### [WORK INSTRUCTION]
How many lines in the rows below contain the string "rough", with case counted? Reply with the number alone.

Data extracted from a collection

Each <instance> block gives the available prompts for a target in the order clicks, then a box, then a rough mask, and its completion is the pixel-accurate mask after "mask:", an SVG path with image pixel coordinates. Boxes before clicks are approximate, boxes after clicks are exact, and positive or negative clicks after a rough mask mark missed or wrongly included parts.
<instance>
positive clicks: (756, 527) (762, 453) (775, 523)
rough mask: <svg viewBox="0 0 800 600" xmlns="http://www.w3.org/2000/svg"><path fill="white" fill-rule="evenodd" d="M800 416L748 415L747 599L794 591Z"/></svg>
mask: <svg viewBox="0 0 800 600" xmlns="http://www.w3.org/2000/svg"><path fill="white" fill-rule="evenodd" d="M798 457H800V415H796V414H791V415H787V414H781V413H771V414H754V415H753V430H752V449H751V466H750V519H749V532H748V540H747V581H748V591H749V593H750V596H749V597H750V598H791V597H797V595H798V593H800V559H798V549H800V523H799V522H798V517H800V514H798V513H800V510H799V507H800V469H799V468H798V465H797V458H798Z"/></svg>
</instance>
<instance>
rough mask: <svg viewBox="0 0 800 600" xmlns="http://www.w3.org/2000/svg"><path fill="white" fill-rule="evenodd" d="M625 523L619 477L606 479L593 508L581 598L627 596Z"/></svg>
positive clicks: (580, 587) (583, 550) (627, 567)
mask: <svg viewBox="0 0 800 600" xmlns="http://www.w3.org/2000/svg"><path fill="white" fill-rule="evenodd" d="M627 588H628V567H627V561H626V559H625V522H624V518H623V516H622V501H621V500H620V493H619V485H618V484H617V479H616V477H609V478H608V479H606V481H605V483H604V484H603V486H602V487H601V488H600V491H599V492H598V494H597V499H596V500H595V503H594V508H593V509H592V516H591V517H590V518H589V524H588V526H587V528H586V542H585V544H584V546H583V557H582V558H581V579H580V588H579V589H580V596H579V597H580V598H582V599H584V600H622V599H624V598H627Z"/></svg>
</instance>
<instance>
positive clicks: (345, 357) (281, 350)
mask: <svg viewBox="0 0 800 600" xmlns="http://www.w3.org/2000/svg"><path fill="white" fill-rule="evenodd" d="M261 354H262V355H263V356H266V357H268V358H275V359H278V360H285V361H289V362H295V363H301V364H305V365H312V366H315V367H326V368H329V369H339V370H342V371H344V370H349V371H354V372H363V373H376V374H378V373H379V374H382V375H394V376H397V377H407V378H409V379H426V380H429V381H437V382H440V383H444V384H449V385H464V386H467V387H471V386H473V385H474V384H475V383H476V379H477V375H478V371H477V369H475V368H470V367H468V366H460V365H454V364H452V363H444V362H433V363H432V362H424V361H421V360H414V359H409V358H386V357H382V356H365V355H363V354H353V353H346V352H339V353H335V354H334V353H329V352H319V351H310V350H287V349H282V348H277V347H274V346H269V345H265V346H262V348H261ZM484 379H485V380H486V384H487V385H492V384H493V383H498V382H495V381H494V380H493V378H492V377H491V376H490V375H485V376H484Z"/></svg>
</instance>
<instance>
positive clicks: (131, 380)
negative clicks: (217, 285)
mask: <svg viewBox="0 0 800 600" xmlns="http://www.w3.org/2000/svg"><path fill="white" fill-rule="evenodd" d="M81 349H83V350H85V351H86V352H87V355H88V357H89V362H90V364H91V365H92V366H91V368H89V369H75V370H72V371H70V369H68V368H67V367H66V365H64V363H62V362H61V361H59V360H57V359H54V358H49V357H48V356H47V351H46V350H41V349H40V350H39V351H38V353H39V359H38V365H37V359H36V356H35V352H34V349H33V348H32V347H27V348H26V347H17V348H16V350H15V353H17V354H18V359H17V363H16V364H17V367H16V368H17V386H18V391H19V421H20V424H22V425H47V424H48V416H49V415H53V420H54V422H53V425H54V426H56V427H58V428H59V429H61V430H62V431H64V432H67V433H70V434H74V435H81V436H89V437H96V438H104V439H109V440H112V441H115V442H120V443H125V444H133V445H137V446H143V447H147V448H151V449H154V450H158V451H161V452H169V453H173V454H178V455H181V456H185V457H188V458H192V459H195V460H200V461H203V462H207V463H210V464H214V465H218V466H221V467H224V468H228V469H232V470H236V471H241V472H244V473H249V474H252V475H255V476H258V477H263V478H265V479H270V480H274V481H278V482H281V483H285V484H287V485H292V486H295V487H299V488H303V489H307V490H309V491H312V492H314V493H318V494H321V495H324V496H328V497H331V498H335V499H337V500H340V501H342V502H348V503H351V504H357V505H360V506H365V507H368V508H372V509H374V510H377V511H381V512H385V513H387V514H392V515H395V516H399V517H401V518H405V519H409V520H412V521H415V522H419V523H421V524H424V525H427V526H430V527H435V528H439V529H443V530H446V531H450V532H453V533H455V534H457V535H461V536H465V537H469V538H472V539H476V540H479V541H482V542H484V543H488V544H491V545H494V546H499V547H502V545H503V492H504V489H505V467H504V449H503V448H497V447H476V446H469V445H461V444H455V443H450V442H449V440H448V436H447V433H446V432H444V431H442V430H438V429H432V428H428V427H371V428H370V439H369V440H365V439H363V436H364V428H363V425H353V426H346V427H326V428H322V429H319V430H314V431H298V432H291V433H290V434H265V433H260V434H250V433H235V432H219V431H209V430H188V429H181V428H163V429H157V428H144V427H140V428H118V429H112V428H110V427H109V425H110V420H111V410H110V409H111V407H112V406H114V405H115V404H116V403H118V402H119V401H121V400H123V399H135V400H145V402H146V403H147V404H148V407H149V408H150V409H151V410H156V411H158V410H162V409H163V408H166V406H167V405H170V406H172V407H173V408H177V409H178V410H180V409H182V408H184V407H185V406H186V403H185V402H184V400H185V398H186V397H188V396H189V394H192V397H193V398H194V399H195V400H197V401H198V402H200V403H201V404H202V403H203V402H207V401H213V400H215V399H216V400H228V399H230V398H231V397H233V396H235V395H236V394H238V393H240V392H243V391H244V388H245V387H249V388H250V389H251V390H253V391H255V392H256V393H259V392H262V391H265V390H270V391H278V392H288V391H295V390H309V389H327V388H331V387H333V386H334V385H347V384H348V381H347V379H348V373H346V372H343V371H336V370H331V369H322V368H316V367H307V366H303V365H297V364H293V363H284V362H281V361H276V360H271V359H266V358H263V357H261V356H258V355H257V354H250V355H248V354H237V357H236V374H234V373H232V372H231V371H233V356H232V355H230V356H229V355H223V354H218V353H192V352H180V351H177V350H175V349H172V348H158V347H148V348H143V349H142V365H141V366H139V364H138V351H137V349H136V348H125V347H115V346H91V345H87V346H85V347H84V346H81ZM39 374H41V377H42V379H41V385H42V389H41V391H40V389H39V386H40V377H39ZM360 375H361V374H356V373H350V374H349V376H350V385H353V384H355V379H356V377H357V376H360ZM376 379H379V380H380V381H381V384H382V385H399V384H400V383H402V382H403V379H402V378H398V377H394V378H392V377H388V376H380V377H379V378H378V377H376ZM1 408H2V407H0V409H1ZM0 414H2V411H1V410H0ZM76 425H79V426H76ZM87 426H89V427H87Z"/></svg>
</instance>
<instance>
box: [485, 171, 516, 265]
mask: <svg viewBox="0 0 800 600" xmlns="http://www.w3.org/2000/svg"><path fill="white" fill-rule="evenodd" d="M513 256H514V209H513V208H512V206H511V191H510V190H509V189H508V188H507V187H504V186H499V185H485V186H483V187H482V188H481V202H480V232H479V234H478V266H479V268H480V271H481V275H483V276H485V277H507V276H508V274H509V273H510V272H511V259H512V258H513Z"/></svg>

### [SOLUTION]
3